● **Source excerpt**:
Friday, February 17, 2017

GM's defeat device is almost by definition fraudulent omission

Counts v. General Motors, LLC, No. 16-cv-12541, 2017 WL 588457 (E.D. Mich. Feb. 14, 2017)

Plaintiffs sued GM for deceptive advertising, breach of contract, and fraudulent concealment claims under the laws of thirty states based on GM’s alleged installation of a “defeat device” in the 2014 Chevrolet Cruze Diesel, which results in significantly higher emissions when the vehicle is in use compared to when it is being tested in laboratory conditions.  The court declined to apply the primary jurisdiction doctrine or find the claims preempted by the Clean Air Act, but did give GM some victories.

GM argued that the plaintiffs lacked Article III standing because they didn’t allege a concrete and particularized injury and because they brought claims arising under the law of states where none of the named plaintiffs reside or bought their vehicle.  GM characterized their claims as arising from alleged environmental harms and violation of government standards, but plaintiffs alleged a standard overpayment theory: if they’d known the truth about the defeat devices/the actual emissions levels, they wouldn’t have bought the supposedly “clean diesel” vehicles or would have paid less for them, especially given that GM charged more for the diesel model than a comparable gas model.  GM argued that this higher price came from the increased power and fuel efficiency that diesel engines feature.  The court agreed with the plaintiffs.

Plaintiffs plausibly pled deceptive behavior.  The complaint detailed “numerous studies and reports from European authorities finding that GM vehicles are noncompliant with European emission regulations, despite meeting those regulations when tested in laboratory settings.” It also alleged that plaintiffs’ own tests of a Cruze found that emissions were significantly higher than represented. Though plaintiffs did not specifically allege that the Cruze they tested was the 2014 diesel model, they plausibly alleged that GM’s vehicles share common designs, including engines; “common sense compels the conclusion that GM does not start anew each time it designs a vehicle.”

● **Prompt A**:
According to the case summary, which vehicle did GM allegedly fit with a "defeat device"?
● **Prompt B**:
List every kind of claim the plaintiffs brought against GM, as named in the case summary.

● **Dataset section**:
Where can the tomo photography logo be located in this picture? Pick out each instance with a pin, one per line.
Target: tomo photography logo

● **Solution A**:
The 2014 Chevrolet Cruze Diesel.

● **Solution B**:
- Deceptive advertising
- Breach of contract
- Fraudulent concealment